Study text:
#####
A new survey suggests that more states-and payer organizations-are expanding telehealth coverage.
What, exactly, can providers expect to be reimbursed for when it comes to a virtual care or telehealth visit?
The answer can vary quite dramatically. As noted in the new American Telemedicine Association (ATA) report, 2019 State of the States Report: Coverage and Reimbursement, more states have expanded their telehealth coverage, allowing healthcare organizations to recoup payment for such services-at least since the organization’s prior survey on the matter published in 2017. In fact, the report noted that 40 states, as well as the District of Columbia, have adopted a more responsive reimbursement environment in the past two years.
Yet, despite such expansion, there is little convergence over how, where, and when providers can seek reimbursement in each state for their virtual care offerings.
Ann Mond, chief executive officer of the ATA, said in a press release that their findings support the idea that there is an “increasing recognition of telehealth,” adding that the value seen from this kind of care can help inspire federal and state policy makers to make changes to further its reach in the future.
“Collectively, states are realizing the many benefits of telehealth and are implementing policies to advance utilization,” she said. “It’s clear that more states are adopting telehealth solutions, but some lack the authority or resources needed to fully deploy telehealth across the state.”
#####
Source data:
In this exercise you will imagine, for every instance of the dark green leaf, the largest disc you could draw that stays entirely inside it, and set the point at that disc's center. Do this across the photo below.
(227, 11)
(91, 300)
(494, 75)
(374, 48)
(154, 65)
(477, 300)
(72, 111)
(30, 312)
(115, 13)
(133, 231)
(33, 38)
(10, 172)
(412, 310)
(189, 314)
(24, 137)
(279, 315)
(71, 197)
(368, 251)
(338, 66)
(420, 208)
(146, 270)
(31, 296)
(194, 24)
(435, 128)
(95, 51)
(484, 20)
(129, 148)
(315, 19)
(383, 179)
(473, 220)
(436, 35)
#####
Required action A:
Decide whether each statement agrees with the telehealth article. Answer yes or no and quote the words of the article that settle it. (i) The ATA's previous survey on the matter came out in 2017. (ii) The states largely agree on how, where, and when providers can seek reimbursement for virtual care. (iii) According to Ann Mond, every state has the authority and resources to fully deploy telehealth.
Required action B:
Transcribe the part of the telehealth article that opens with the words containing "What, exactly, can" and closes with "past two years.".
The listing has no connection to the telehealth article.

Answer box A:
(i) Yes: "since the organization’s prior survey on the matter published in 2017"
(ii) No: "there is little convergence over how, where, and when providers can seek reimbursement in each state for their virtual care offerings"
(iii) No: "some lack the authority or resources needed to fully deploy telehealth across the state"

Answer box B:
What, exactly, can providers expect to be reimbursed for when it comes to a virtual care or telehealth visit?
The answer can vary quite dramatically. As noted in the new American Telemedicine Association (ATA) report, 2019 State of the States Report: Coverage and Reimbursement, more states have expanded their telehealth coverage, allowing healthcare organizations to recoup payment for such services-at least since the organization’s prior survey on the matter published in 2017. In fact, the report noted that 40 states, as well as the District of Columbia, have adopted a more responsive reimbursement environment in the past two years.